*THE PROBLEM*.
Write out every entry exactly as it appears.

*THE DATA*.
-*-

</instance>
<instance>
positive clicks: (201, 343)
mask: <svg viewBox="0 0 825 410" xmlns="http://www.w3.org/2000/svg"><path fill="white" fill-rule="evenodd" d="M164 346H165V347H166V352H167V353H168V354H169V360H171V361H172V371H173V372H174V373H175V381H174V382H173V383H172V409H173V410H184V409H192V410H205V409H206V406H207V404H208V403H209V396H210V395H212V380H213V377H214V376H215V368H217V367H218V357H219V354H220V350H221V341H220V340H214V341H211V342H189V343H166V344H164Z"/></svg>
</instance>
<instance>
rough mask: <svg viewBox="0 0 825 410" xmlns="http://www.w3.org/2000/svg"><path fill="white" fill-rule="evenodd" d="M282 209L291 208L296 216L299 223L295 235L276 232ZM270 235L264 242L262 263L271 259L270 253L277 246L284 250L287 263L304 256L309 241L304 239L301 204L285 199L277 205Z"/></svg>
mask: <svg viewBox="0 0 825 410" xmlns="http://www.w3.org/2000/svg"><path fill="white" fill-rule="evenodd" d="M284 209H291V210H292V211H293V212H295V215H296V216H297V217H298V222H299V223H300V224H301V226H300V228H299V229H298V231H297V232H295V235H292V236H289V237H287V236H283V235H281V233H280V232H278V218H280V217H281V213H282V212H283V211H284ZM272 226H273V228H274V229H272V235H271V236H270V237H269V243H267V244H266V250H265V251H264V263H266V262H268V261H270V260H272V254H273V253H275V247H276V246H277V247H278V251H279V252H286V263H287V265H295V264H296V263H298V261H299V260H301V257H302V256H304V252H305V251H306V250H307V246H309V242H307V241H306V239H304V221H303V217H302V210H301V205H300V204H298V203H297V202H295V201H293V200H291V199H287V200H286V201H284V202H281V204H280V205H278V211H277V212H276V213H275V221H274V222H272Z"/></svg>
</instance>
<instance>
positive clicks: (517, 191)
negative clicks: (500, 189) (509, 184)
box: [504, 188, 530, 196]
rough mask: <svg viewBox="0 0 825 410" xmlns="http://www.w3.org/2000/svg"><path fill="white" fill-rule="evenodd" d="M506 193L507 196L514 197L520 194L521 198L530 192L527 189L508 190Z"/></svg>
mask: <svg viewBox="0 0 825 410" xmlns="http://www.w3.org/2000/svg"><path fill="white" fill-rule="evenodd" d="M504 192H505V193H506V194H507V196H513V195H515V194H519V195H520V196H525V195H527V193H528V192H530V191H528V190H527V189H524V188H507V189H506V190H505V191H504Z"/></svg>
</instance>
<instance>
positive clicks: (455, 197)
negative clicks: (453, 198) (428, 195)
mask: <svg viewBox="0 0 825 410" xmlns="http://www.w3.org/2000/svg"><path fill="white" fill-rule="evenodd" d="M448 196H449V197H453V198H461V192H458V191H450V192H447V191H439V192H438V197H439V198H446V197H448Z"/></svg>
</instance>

-*-

*RESPONSE AREA*.
</instance>
<instance>
positive clicks: (201, 343)
mask: <svg viewBox="0 0 825 410" xmlns="http://www.w3.org/2000/svg"><path fill="white" fill-rule="evenodd" d="M164 346H165V347H166V352H167V353H168V354H169V360H171V361H172V371H173V372H174V373H175V381H174V382H173V383H172V409H173V410H184V409H192V410H205V409H206V406H207V404H208V403H209V396H210V395H212V380H213V377H214V376H215V368H217V367H218V357H219V354H220V350H221V341H220V340H214V341H211V342H189V343H166V344H164Z"/></svg>
</instance>
<instance>
rough mask: <svg viewBox="0 0 825 410" xmlns="http://www.w3.org/2000/svg"><path fill="white" fill-rule="evenodd" d="M282 209L291 208L296 216L299 223L295 235L276 232ZM270 235L264 242L262 263L271 259L270 253L277 246L284 250L287 263L304 256L309 241L304 239L301 204L285 199L277 205Z"/></svg>
mask: <svg viewBox="0 0 825 410" xmlns="http://www.w3.org/2000/svg"><path fill="white" fill-rule="evenodd" d="M284 209H291V210H292V211H293V212H295V215H296V216H297V217H298V222H299V223H300V224H301V226H300V228H299V229H298V231H297V232H295V235H292V236H289V237H287V236H283V235H281V233H280V232H278V218H280V217H281V213H282V212H283V211H284ZM272 226H273V228H274V229H272V235H271V236H270V237H269V243H267V244H266V250H265V251H264V263H266V262H268V261H270V260H272V254H273V253H275V247H276V246H277V247H278V251H279V252H286V263H287V265H295V264H296V263H298V261H299V260H301V257H302V256H304V252H305V251H306V250H307V246H309V242H307V241H306V239H304V221H303V217H302V210H301V205H300V204H298V203H297V202H295V201H293V200H291V199H287V200H286V201H284V202H281V204H280V205H278V211H277V212H276V213H275V221H274V222H272Z"/></svg>
</instance>
<instance>
positive clicks: (517, 191)
negative clicks: (500, 189) (509, 184)
box: [504, 188, 530, 196]
rough mask: <svg viewBox="0 0 825 410" xmlns="http://www.w3.org/2000/svg"><path fill="white" fill-rule="evenodd" d="M506 193L507 196L514 197L520 194L521 198L530 192L527 189L508 190Z"/></svg>
mask: <svg viewBox="0 0 825 410" xmlns="http://www.w3.org/2000/svg"><path fill="white" fill-rule="evenodd" d="M504 192H505V193H506V194H507V196H513V195H515V194H519V195H520V196H525V195H527V193H528V192H530V191H528V190H527V189H524V188H507V189H506V190H505V191H504Z"/></svg>
</instance>
<instance>
positive clicks: (455, 197)
negative clicks: (453, 198) (428, 195)
mask: <svg viewBox="0 0 825 410" xmlns="http://www.w3.org/2000/svg"><path fill="white" fill-rule="evenodd" d="M448 196H449V197H453V198H461V192H458V191H450V192H447V191H439V192H438V197H439V198H446V197H448Z"/></svg>
</instance>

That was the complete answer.